──────── BRANO PROPOSTO

La storia di tale montagna, sulla quale sorge il santuario dedicato all’Arcangelo Michele (più volte ricostruito e in luoghi diversi a partire dal secolo decimo circa, è lunga e segnata da episodi anche sanguinosi. Alle falde dei Monti Lattari (Mons Lactarius), così indicato per l’abbondanza di pascoli e vegetazione, e quindi produzione di latte e carne, ebbe luogo, nel 552, la battaglia tra bizantini e Ostrogoti, rispettivamente comandati da Narsete e Teia (morì), che segnò la vittoria dell’Impero romano d’Oriente: lo scontro finale ebbe luogo poco oltre Castellammare di Stabia ed ha lasciato il nome alla località ‘Pozzo dei Goti’). Poi il Monte è stato luogo di invasioni, scorrerie, rappresaglie.
Oggi si va sul Faito come tanto tempo fa, ma “in veste moderna”: la comitiva, una delle tante, si attrezza alla men peggio, con pantaloni anti-graffi (chi li tiene), qualche giaccone pesante, zaino, zainetti e portavivande, senza trascurare, ovviamente recipienti per attingere l’acqua alla fonte della lontra. E le donne?, beh, fanno del loro meglio: pantaloni un po’ pesanti, meglio plaids (al posto della gonna e dei calzettoni di una volta), golfi e golfini, attrezzi e aggeggi personali.
Poi, giunti ad una certa altezza, si cerca uno spiazzo “comodo, perché oggi siamo già tutti un po’ stanchi…” e si “piantano le tende”. Così si diceva. Si sistema il tutto a terra “vettovaglie”, tovagliato e quanto altro può essere di qualche utilità. In tempi in cui mancavano televisione, internet e cellulari, si ricorreva a qualche giradischi, qualche radiolina. Poi “sciorinato” il tutto, venivano fuori pizze di pasta (mastodontici timballi di maccheroni) e poi cotolette,  salami e salcicce, uova sode, parmigiane bevande varie, un po’ di vino, un po’ di aranciata o limonata, qualche bottiglia grande di CocaCola (poi arriveranno le lattine). Trascorse alcune ore, si abbandonava alla sua…sorte il piccolo fuoco acceso con l’inutile speranza di arrostire un pezzo di carne. Si lasciava a terra scrupolosamente tutto il rimasto, cartacce, fogli di giornali, involucri ritenuti inutili da portare a casa, bottiglie e bottigliette, rimasugli di cibi, forse lasciati anche per gli animali notturni. A quel punto, a bravura fatta, in barba a tutte le regole da osservare per la protezione dell’ambiente, ci si cominciava ad alzare e rassettarsi un po’, riprendersi dalla fatica sostenuta per mangiare, bere e scherzare.

────────────────

ISTRUZIONI -
[A] Nel brano sul Monte Faito, in quale anno si combatté la battaglia tra bizantini e Ostrogoti?
[B] Riprendi il brano sul Monte Faito e prosegui il racconto a partire dall'ultima frase riportata.

──────── VOCI ESTRATTE

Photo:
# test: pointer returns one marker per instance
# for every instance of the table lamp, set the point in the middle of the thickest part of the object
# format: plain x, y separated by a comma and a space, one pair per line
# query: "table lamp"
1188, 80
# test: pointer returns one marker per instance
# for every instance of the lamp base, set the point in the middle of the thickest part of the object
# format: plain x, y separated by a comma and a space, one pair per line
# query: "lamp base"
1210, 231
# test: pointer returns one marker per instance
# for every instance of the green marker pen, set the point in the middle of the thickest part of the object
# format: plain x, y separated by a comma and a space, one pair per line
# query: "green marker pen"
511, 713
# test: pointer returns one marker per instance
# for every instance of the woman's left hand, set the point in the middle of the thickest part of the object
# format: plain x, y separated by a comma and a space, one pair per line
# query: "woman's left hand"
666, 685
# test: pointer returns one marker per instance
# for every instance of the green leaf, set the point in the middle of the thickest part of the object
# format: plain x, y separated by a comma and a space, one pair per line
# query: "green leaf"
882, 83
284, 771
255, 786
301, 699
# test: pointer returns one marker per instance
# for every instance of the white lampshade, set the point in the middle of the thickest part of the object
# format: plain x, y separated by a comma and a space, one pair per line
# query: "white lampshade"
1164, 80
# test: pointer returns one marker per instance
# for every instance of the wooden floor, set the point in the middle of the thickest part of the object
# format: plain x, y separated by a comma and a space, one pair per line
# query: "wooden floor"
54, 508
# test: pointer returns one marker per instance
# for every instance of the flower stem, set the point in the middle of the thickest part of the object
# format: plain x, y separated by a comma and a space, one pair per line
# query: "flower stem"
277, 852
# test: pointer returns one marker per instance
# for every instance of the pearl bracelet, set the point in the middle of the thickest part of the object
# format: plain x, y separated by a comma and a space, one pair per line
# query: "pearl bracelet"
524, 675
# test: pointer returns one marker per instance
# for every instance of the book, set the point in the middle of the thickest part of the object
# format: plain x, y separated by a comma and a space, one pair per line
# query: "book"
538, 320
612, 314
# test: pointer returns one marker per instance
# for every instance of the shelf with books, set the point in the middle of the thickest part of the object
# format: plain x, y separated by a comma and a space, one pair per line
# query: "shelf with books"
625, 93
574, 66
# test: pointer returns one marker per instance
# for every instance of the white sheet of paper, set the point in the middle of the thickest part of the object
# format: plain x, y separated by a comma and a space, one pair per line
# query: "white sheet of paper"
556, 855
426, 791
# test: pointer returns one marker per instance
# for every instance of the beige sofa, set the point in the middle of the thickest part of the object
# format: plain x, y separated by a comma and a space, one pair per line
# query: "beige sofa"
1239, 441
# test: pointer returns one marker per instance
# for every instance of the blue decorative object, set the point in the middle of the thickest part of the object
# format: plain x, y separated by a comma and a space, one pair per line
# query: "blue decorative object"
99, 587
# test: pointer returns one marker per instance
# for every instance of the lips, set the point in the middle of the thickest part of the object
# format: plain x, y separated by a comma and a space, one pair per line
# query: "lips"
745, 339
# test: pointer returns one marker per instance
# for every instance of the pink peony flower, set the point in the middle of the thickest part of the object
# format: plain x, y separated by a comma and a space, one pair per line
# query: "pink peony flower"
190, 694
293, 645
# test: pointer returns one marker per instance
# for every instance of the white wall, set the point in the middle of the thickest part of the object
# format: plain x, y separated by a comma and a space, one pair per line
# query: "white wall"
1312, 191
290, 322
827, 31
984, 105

────────────────

SOLUZIONI -
[A] Nel 552.

[B]
Poi si riunivano varie comitive (una quarantina di coppie?) e si prendeva la via per raggiungere il Santuario: per molti era la meta principale ma la salita era un po’ aspra, faticosa specie per le ragazze. Comunque, la grande comitiva che si muoveva, comprendeva almeno una settantina tra giovani e ragazze, però strada facendo molte coppie si…disperdevano, ma molte, bisogna dirlo per onestà, raggiungevano la chiesa, nella quale, in forma e tempi diversi, pregavano i santi Catello e Antonino.
Certo, oggi esiste il Santuario, officiato dall’abate canonico don Catello Malafronte che, per missione e passione, svolge una intensa attività pastorale soprattutto fra i giovani. Ma secoli fa?
E proprio all’abate-rettore della chiesa viene posta la solita domanda…sull’antichità della chiesa e dei Santi. Lui non ha una risposta precisa, non dispone di dati storici. Ciò che può dire, e dice, che i Santi sono antichissimi…anche la chiesa è antica.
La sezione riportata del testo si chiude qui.